• [DOCUMENT SECTION]:
--------------------------------

# instant down on send-away



## ayoitzrimz (Apr 14, 2010)

Hello,

I am at the point where we pretty much worked through the learning phase of the send-away. He understand pointing, I can queue him up that the send away is coming, he runs fast and in a straight line without seeing the target and he downs when I give the command. He's 2.5 years old.

Right now, my next goal would be to increase the speed of the down. He will down but as follows: I give the command, he'll quickly slow down to a stop and then down. I want an instant down. I have no preference whether he turns to me or lies facing away from me as long as its fast.

What do you use with your dogs to increase the speed of the down on send away? 

Thanks!


----------



## Mrs.K (Jul 14, 2009)

Did you try a placing mat or a platform?


----------



## pfitzpa1 (Apr 26, 2011)

How fast is his down while heeling?


----------



## ayoitzrimz (Apr 14, 2010)

pfitzpa1 said:


> How fast is his down while heeling?


Sorry I didn't get back to you earlier.

While heeling or from basic position the down is very fast but we spent a lot of time working on it. It almost looks like slowing into a stop is what takes him the longest time on the send-away.

I just wanted to know how other people teach the down on the send away - or how they teach it separately and then incorporate it into the send away - to get a faster down while he's running at full speed


----------



## Elaine (Sep 10, 2006)

--------------------------------

• [ITEMS]:
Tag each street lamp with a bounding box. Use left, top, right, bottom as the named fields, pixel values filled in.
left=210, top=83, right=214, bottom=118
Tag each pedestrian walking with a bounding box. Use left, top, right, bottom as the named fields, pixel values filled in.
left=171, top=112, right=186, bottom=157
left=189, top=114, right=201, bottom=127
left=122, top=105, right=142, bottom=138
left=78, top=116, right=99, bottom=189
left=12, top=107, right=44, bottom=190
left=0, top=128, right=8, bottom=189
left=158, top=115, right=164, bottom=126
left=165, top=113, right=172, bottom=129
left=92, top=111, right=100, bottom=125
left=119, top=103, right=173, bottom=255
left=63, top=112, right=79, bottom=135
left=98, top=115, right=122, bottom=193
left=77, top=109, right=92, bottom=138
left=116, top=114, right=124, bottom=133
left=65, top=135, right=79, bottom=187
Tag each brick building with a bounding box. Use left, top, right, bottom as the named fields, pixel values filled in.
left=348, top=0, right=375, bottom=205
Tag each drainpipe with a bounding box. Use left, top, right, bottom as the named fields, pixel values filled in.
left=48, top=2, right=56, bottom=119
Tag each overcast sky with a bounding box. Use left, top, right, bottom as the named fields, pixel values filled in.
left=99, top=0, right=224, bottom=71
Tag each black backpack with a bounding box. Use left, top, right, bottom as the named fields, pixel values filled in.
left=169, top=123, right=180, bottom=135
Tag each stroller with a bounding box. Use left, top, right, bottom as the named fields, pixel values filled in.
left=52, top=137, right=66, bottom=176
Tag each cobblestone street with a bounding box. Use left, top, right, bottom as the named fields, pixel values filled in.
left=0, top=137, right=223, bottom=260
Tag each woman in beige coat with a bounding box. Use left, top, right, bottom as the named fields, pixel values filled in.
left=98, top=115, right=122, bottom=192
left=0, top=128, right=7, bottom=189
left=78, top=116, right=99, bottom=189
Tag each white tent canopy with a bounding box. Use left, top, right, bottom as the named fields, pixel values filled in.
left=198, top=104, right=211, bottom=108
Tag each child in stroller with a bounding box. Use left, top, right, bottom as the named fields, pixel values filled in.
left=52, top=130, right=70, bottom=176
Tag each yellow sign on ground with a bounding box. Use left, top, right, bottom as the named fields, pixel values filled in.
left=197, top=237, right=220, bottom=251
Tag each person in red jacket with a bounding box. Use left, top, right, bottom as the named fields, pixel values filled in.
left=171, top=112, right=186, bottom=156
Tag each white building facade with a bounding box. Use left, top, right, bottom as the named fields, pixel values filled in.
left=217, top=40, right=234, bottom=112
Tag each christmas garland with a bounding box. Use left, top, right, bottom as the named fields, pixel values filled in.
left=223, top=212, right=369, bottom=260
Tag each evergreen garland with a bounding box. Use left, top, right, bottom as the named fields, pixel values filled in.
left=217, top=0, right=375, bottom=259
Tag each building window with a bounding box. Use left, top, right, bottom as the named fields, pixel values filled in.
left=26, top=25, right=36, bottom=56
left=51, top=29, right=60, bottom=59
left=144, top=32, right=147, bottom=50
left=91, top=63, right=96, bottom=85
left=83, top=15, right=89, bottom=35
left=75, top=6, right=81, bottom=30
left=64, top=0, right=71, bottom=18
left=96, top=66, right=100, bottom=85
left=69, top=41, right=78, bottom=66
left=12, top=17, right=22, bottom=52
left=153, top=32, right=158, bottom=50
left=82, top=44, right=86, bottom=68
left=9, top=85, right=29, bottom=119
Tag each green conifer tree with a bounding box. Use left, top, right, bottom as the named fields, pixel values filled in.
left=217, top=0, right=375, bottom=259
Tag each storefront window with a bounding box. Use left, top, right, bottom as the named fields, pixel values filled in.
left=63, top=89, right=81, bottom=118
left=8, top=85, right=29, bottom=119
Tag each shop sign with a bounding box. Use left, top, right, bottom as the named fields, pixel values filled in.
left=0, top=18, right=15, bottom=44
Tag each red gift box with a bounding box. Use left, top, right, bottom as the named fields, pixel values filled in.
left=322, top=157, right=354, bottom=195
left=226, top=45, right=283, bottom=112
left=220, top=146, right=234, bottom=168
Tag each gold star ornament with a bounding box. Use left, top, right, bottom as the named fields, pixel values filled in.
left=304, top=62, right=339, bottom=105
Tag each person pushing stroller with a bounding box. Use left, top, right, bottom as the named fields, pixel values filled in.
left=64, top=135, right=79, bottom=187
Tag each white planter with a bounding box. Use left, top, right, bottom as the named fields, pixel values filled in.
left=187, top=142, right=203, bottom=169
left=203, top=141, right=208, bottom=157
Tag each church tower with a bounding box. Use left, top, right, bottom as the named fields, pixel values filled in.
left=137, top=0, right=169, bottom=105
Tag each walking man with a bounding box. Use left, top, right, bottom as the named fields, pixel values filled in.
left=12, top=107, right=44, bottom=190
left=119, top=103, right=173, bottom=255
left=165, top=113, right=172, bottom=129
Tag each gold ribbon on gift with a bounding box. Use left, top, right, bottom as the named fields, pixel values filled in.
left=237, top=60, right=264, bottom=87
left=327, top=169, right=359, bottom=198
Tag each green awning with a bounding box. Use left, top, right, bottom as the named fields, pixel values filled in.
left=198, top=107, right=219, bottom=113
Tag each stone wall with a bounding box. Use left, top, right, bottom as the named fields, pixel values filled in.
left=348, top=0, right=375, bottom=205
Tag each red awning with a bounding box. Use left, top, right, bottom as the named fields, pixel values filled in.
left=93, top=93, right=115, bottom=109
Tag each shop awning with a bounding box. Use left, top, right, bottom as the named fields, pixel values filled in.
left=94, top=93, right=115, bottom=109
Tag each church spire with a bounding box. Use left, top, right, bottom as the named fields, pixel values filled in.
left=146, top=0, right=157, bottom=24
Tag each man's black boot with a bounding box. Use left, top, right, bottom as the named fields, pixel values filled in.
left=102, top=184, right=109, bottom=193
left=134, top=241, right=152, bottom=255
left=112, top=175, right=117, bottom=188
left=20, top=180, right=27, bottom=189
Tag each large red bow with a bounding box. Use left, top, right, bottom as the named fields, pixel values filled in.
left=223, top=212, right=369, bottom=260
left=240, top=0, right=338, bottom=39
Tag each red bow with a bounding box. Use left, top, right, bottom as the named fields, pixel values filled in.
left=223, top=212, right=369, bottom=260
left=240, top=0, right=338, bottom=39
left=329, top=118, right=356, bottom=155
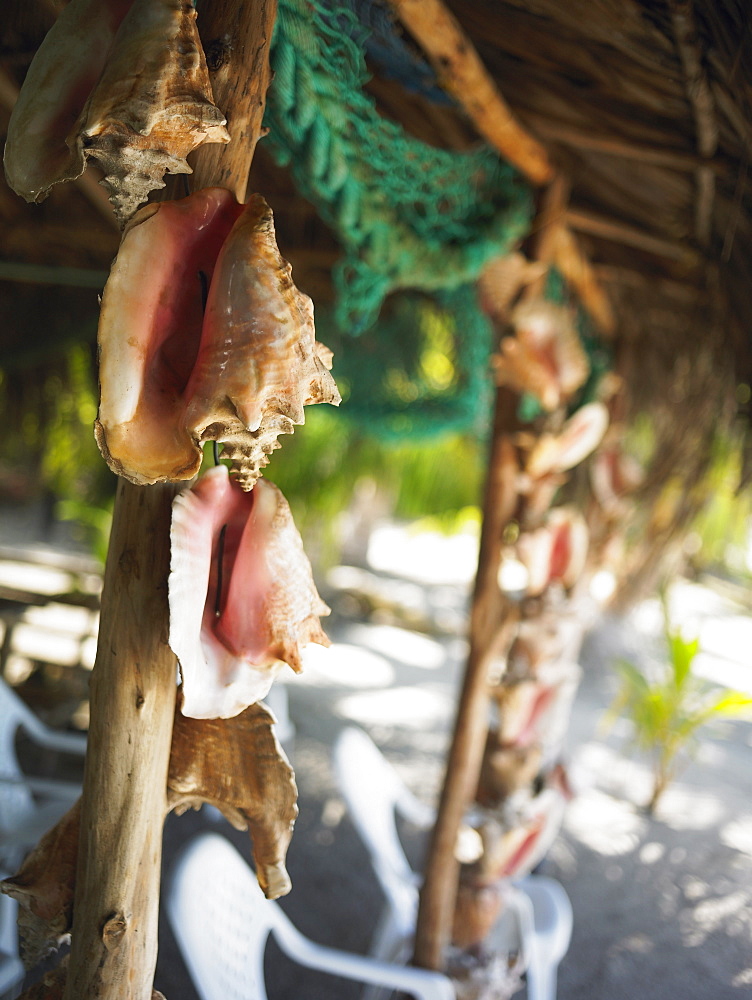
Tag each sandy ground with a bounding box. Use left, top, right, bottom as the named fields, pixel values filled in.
left=157, top=564, right=752, bottom=1000
left=2, top=516, right=752, bottom=1000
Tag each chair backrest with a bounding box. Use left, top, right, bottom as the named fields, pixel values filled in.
left=0, top=678, right=86, bottom=869
left=333, top=726, right=436, bottom=920
left=167, top=833, right=455, bottom=1000
left=0, top=678, right=34, bottom=833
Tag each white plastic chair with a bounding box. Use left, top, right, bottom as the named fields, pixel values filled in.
left=0, top=678, right=86, bottom=996
left=334, top=726, right=572, bottom=1000
left=0, top=888, right=25, bottom=997
left=166, top=833, right=455, bottom=1000
left=0, top=679, right=86, bottom=871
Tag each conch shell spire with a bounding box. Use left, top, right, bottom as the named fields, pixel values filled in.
left=5, top=0, right=230, bottom=222
left=95, top=188, right=340, bottom=489
left=168, top=465, right=329, bottom=719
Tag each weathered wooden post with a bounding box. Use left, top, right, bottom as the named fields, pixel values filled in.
left=64, top=0, right=276, bottom=1000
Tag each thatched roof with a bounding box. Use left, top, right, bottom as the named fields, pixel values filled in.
left=0, top=0, right=752, bottom=418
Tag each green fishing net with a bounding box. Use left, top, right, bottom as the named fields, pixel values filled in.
left=265, top=0, right=533, bottom=435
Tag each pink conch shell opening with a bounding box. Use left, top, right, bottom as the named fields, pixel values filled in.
left=96, top=188, right=340, bottom=489
left=525, top=403, right=609, bottom=479
left=517, top=507, right=589, bottom=596
left=75, top=0, right=230, bottom=221
left=95, top=188, right=242, bottom=485
left=494, top=299, right=590, bottom=411
left=5, top=0, right=230, bottom=221
left=185, top=195, right=340, bottom=489
left=169, top=465, right=329, bottom=719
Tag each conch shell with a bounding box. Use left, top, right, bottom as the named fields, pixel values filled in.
left=493, top=299, right=590, bottom=411
left=478, top=765, right=571, bottom=879
left=95, top=188, right=340, bottom=489
left=517, top=507, right=589, bottom=596
left=5, top=0, right=230, bottom=221
left=0, top=799, right=81, bottom=969
left=168, top=465, right=329, bottom=719
left=0, top=705, right=298, bottom=956
left=525, top=402, right=609, bottom=479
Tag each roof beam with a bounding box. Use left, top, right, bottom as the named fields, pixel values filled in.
left=389, top=0, right=554, bottom=186
left=671, top=0, right=718, bottom=248
left=389, top=0, right=614, bottom=334
left=0, top=69, right=120, bottom=232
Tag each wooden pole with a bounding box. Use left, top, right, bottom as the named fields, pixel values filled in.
left=389, top=0, right=615, bottom=335
left=64, top=0, right=276, bottom=1000
left=414, top=387, right=517, bottom=969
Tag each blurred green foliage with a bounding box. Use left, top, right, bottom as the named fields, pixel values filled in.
left=608, top=593, right=752, bottom=813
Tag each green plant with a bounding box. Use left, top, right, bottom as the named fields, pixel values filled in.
left=609, top=595, right=752, bottom=813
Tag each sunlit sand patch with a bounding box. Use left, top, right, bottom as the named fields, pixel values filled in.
left=655, top=784, right=726, bottom=830
left=719, top=815, right=752, bottom=855
left=564, top=789, right=647, bottom=857
left=348, top=625, right=446, bottom=670
left=295, top=642, right=395, bottom=688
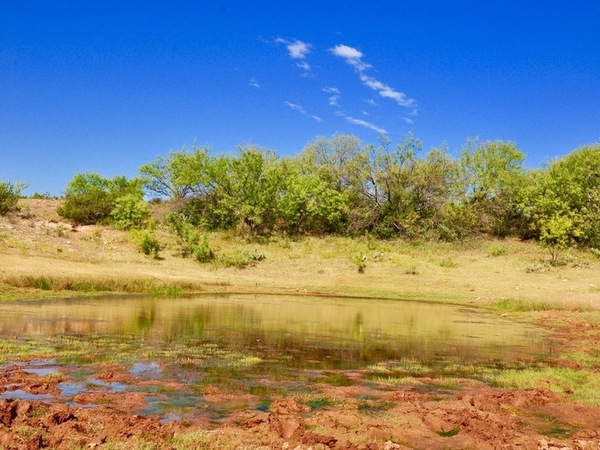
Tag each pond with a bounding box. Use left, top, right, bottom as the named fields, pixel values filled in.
left=0, top=294, right=550, bottom=418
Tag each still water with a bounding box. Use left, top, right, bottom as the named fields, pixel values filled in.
left=0, top=295, right=549, bottom=370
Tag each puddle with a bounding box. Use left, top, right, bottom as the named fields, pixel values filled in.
left=86, top=377, right=128, bottom=393
left=0, top=295, right=562, bottom=422
left=23, top=367, right=60, bottom=377
left=129, top=362, right=161, bottom=378
left=0, top=389, right=54, bottom=401
left=58, top=381, right=87, bottom=398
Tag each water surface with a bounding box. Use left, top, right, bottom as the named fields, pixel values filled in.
left=0, top=295, right=548, bottom=373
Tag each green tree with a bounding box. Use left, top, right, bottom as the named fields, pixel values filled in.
left=278, top=158, right=348, bottom=234
left=456, top=140, right=525, bottom=236
left=0, top=181, right=26, bottom=216
left=58, top=172, right=143, bottom=225
left=522, top=144, right=600, bottom=247
left=138, top=147, right=211, bottom=200
left=110, top=194, right=150, bottom=230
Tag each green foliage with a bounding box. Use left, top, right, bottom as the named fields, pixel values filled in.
left=138, top=147, right=211, bottom=200
left=58, top=172, right=143, bottom=225
left=522, top=144, right=600, bottom=250
left=352, top=252, right=367, bottom=273
left=110, top=194, right=150, bottom=230
left=219, top=250, right=266, bottom=269
left=167, top=213, right=215, bottom=262
left=456, top=140, right=525, bottom=237
left=0, top=181, right=25, bottom=216
left=440, top=256, right=458, bottom=269
left=540, top=215, right=581, bottom=266
left=129, top=134, right=600, bottom=251
left=133, top=229, right=160, bottom=259
left=487, top=243, right=508, bottom=257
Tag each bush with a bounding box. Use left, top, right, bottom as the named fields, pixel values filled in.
left=167, top=213, right=215, bottom=262
left=110, top=194, right=150, bottom=230
left=58, top=172, right=143, bottom=225
left=0, top=181, right=25, bottom=216
left=133, top=230, right=160, bottom=259
left=221, top=250, right=266, bottom=269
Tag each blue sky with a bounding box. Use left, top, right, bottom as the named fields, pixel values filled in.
left=0, top=0, right=600, bottom=195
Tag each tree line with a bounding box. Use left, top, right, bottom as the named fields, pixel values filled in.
left=0, top=134, right=600, bottom=258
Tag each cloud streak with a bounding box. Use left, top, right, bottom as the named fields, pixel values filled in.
left=283, top=101, right=323, bottom=122
left=275, top=37, right=311, bottom=74
left=321, top=86, right=340, bottom=106
left=346, top=116, right=387, bottom=134
left=330, top=45, right=416, bottom=107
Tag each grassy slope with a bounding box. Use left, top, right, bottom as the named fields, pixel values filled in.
left=0, top=200, right=600, bottom=405
left=0, top=201, right=600, bottom=308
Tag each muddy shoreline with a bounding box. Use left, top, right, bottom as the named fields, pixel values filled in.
left=0, top=352, right=600, bottom=449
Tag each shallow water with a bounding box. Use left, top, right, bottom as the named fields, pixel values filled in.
left=0, top=295, right=548, bottom=375
left=0, top=295, right=551, bottom=421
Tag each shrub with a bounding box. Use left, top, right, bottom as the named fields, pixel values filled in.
left=167, top=213, right=215, bottom=262
left=134, top=230, right=160, bottom=259
left=58, top=172, right=143, bottom=225
left=352, top=252, right=367, bottom=273
left=110, top=194, right=150, bottom=230
left=0, top=181, right=25, bottom=216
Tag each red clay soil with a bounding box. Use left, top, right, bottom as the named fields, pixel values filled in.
left=0, top=366, right=600, bottom=450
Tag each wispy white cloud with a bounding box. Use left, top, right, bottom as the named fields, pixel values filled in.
left=331, top=45, right=415, bottom=107
left=346, top=116, right=387, bottom=134
left=321, top=86, right=340, bottom=106
left=283, top=101, right=323, bottom=122
left=275, top=37, right=312, bottom=74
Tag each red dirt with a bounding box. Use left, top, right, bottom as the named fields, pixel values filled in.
left=0, top=366, right=600, bottom=450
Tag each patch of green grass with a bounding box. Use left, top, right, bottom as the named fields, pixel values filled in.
left=215, top=250, right=266, bottom=269
left=404, top=263, right=419, bottom=275
left=2, top=275, right=197, bottom=297
left=305, top=397, right=333, bottom=409
left=487, top=242, right=508, bottom=257
left=440, top=256, right=458, bottom=269
left=495, top=298, right=593, bottom=312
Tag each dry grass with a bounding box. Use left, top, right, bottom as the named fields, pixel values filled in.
left=0, top=200, right=600, bottom=309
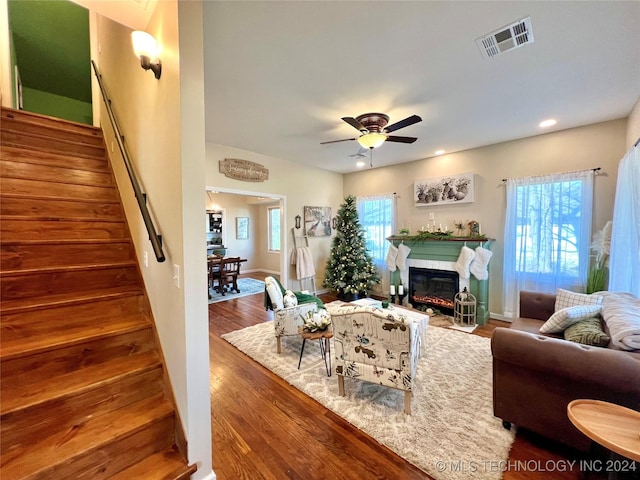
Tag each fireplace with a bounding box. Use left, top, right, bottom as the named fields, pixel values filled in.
left=409, top=267, right=459, bottom=315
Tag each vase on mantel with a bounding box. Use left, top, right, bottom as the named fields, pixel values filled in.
left=338, top=289, right=367, bottom=302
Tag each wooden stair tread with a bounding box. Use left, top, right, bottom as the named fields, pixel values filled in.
left=0, top=260, right=137, bottom=280
left=110, top=446, right=198, bottom=480
left=0, top=285, right=143, bottom=315
left=1, top=397, right=174, bottom=479
left=0, top=351, right=161, bottom=416
left=0, top=145, right=110, bottom=172
left=2, top=107, right=102, bottom=135
left=0, top=313, right=151, bottom=361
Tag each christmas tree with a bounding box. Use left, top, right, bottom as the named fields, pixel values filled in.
left=324, top=195, right=380, bottom=300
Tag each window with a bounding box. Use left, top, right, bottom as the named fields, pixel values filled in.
left=267, top=207, right=280, bottom=252
left=503, top=171, right=593, bottom=317
left=357, top=194, right=394, bottom=267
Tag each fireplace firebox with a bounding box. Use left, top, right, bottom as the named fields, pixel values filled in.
left=409, top=267, right=459, bottom=315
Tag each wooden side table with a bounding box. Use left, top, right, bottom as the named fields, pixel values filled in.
left=298, top=327, right=333, bottom=377
left=567, top=400, right=640, bottom=478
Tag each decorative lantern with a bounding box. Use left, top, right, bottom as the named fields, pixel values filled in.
left=453, top=287, right=476, bottom=327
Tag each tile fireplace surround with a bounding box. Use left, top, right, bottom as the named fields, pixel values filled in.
left=387, top=236, right=494, bottom=325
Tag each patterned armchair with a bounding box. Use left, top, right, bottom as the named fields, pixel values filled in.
left=330, top=306, right=420, bottom=415
left=264, top=277, right=318, bottom=353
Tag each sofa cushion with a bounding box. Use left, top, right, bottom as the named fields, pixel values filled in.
left=564, top=318, right=611, bottom=347
left=540, top=305, right=602, bottom=333
left=555, top=288, right=602, bottom=312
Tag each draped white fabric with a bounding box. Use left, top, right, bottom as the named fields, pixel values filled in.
left=502, top=170, right=593, bottom=318
left=356, top=193, right=395, bottom=288
left=609, top=146, right=640, bottom=297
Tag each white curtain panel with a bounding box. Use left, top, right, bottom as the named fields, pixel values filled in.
left=356, top=193, right=396, bottom=292
left=609, top=146, right=640, bottom=297
left=502, top=170, right=594, bottom=318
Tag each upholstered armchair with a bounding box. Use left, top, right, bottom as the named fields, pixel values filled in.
left=264, top=277, right=322, bottom=353
left=330, top=306, right=420, bottom=415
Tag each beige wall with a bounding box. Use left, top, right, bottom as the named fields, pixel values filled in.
left=627, top=97, right=640, bottom=149
left=206, top=143, right=344, bottom=289
left=92, top=0, right=213, bottom=479
left=344, top=119, right=627, bottom=315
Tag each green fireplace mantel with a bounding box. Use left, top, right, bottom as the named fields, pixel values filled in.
left=387, top=235, right=495, bottom=325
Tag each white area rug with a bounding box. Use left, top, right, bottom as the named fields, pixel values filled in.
left=222, top=322, right=515, bottom=480
left=209, top=278, right=264, bottom=303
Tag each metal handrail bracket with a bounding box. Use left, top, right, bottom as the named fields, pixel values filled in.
left=91, top=60, right=165, bottom=262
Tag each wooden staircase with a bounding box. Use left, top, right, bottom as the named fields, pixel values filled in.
left=0, top=108, right=196, bottom=480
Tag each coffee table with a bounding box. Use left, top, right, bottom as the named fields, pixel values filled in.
left=567, top=400, right=640, bottom=478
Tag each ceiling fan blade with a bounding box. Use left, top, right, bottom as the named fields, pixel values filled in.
left=387, top=135, right=417, bottom=143
left=320, top=138, right=355, bottom=145
left=342, top=117, right=369, bottom=132
left=384, top=115, right=422, bottom=133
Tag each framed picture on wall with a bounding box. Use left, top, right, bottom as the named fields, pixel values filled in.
left=413, top=173, right=473, bottom=207
left=304, top=207, right=331, bottom=237
left=236, top=217, right=249, bottom=240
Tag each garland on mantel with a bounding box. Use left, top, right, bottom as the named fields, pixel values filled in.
left=387, top=231, right=493, bottom=242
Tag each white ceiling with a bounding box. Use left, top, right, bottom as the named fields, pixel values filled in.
left=204, top=1, right=640, bottom=173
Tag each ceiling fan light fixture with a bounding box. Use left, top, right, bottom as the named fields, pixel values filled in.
left=358, top=132, right=387, bottom=148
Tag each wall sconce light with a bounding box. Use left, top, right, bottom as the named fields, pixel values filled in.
left=131, top=30, right=162, bottom=79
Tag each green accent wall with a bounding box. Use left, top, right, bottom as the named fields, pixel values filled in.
left=8, top=0, right=92, bottom=124
left=22, top=87, right=93, bottom=125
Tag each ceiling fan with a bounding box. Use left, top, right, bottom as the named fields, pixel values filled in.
left=320, top=113, right=422, bottom=149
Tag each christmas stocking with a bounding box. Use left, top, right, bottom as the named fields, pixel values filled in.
left=454, top=245, right=476, bottom=278
left=469, top=245, right=493, bottom=280
left=396, top=243, right=411, bottom=272
left=385, top=244, right=398, bottom=272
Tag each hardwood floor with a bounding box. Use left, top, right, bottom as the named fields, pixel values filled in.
left=209, top=273, right=598, bottom=480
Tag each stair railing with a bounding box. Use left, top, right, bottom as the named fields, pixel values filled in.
left=91, top=60, right=165, bottom=262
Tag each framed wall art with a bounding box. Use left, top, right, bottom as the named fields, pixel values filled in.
left=236, top=217, right=249, bottom=240
left=413, top=173, right=473, bottom=207
left=304, top=207, right=331, bottom=237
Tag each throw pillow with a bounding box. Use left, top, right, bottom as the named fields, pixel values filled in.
left=264, top=277, right=284, bottom=311
left=454, top=245, right=476, bottom=278
left=385, top=244, right=398, bottom=272
left=282, top=290, right=298, bottom=308
left=396, top=243, right=411, bottom=272
left=540, top=305, right=602, bottom=333
left=564, top=318, right=611, bottom=347
left=555, top=288, right=602, bottom=312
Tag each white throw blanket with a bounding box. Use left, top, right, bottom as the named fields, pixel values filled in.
left=295, top=247, right=316, bottom=280
left=598, top=292, right=640, bottom=350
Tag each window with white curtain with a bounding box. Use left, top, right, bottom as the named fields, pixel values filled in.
left=356, top=194, right=395, bottom=268
left=503, top=170, right=593, bottom=317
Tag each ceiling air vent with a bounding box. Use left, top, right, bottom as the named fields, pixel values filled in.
left=476, top=17, right=533, bottom=58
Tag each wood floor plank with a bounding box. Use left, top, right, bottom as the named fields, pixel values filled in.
left=209, top=272, right=605, bottom=480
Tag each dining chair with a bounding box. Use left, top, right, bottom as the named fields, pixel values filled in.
left=220, top=257, right=240, bottom=295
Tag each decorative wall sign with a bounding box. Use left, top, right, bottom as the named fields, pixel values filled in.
left=220, top=158, right=269, bottom=182
left=304, top=207, right=331, bottom=237
left=413, top=173, right=473, bottom=207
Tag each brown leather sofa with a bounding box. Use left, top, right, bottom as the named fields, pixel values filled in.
left=491, top=292, right=640, bottom=451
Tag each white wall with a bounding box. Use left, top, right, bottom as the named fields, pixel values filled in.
left=96, top=0, right=213, bottom=479
left=344, top=119, right=627, bottom=315
left=206, top=143, right=344, bottom=289
left=627, top=97, right=640, bottom=150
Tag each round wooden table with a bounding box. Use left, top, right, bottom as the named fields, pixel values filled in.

--------------------------------

• [EXERCISE REQUIREMENTS]:
A – Summarize the forum thread on the send-away down in two sentences.
B – Give the stretch of the forum thread on the send-away down from "While heeling or" through "(Sep 10, 2006)" again, substituting "walking at heel" for "heeling".

• [ANSWERS GIVEN]:
A – The original poster's 2.5-year-old dog has worked through the learning phase of the send-away, but on the down command he slows to a stop before lying down, and the poster asks how others get an instant down. One reply suggests a placing mat or a platform and another asks about the down while heeling, which the poster says is very fast, adding that slowing into a stop seems to take him the longest on the send-away.

B –
While walking at heel or from basic position the down is very fast but we spent a lot of time working on it. It almost looks like slowing into a stop is what takes him the longest time on the send-away.

I just wanted to know how other people teach the down on the send away - or how they teach it separately and then incorporate it into the send away - to get a faster down while he's running at full speed


----------



## Elaine (Sep 10, 2006)